What you should do — Pull out every line of the items below that contains the string "JSON", treating uppercase and lowercase as different.

Items —
>> Start
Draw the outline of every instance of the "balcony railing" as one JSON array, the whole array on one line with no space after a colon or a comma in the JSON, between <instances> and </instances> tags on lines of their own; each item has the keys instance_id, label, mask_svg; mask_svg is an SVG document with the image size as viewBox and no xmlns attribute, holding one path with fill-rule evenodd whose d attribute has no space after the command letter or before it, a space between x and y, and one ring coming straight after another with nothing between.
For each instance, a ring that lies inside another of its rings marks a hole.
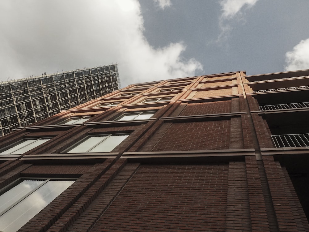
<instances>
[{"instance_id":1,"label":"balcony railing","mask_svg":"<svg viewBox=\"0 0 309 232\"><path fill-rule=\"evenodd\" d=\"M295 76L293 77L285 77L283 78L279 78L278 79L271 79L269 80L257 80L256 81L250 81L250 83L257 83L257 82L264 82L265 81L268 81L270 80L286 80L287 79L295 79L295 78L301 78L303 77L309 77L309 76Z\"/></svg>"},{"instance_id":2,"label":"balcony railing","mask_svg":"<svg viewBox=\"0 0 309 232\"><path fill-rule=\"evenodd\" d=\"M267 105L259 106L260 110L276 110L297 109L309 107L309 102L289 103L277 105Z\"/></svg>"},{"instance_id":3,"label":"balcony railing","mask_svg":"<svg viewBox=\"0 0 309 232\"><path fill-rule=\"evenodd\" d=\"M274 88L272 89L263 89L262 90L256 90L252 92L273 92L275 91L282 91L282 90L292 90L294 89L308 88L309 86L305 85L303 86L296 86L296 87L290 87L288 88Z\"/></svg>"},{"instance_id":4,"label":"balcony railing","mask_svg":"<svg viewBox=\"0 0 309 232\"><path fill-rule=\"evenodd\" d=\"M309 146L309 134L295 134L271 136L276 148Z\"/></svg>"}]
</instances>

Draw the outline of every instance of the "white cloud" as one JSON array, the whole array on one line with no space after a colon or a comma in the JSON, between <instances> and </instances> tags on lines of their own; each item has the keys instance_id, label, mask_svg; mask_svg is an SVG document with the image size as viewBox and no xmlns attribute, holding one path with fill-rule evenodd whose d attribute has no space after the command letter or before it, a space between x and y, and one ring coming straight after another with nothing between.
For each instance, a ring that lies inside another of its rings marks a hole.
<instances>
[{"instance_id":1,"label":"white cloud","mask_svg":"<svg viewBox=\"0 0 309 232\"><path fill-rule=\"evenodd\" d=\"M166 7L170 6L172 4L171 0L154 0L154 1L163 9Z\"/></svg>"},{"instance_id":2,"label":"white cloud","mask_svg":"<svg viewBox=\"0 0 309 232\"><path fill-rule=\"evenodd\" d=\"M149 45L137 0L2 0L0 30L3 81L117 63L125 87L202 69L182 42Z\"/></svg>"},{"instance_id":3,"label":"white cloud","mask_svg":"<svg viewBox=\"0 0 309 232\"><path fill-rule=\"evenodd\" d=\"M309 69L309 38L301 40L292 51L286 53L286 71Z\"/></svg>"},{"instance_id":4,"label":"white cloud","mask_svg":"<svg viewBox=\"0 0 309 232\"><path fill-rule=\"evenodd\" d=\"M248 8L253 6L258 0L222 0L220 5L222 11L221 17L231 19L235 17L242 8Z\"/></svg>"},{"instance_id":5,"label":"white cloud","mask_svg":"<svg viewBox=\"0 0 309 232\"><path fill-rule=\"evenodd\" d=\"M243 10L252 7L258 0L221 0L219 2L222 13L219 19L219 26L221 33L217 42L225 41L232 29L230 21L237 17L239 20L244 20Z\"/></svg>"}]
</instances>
>> End
Result for this task —
Draw the outline of every instance of the "balcony railing" as one JSON array, the whole array on one line with no space after a colon or a comma in the JSON, between <instances> and </instances> tags on lines of their own; each item has the keys instance_id, label, mask_svg; mask_svg is an SVG document with the image size as viewBox and no xmlns attribute, holding one path with fill-rule evenodd whose d attribute has no space after the command letter or before it, a space between x and y, and one ring coming straight after another with nothing between.
Draw the outline of every instance of the "white cloud" as one JSON array, the whole array on one line with no space after a colon or a comma in the JSON, between <instances> and </instances> tags on lines of their own; each item has the keys instance_id, label, mask_svg; mask_svg is an SVG document with the image size as viewBox and no xmlns attribute, holding one path with fill-rule evenodd whose d attribute has no space after the command letter or before it, a space between x and y, and one ring coming straight after another with nothing between.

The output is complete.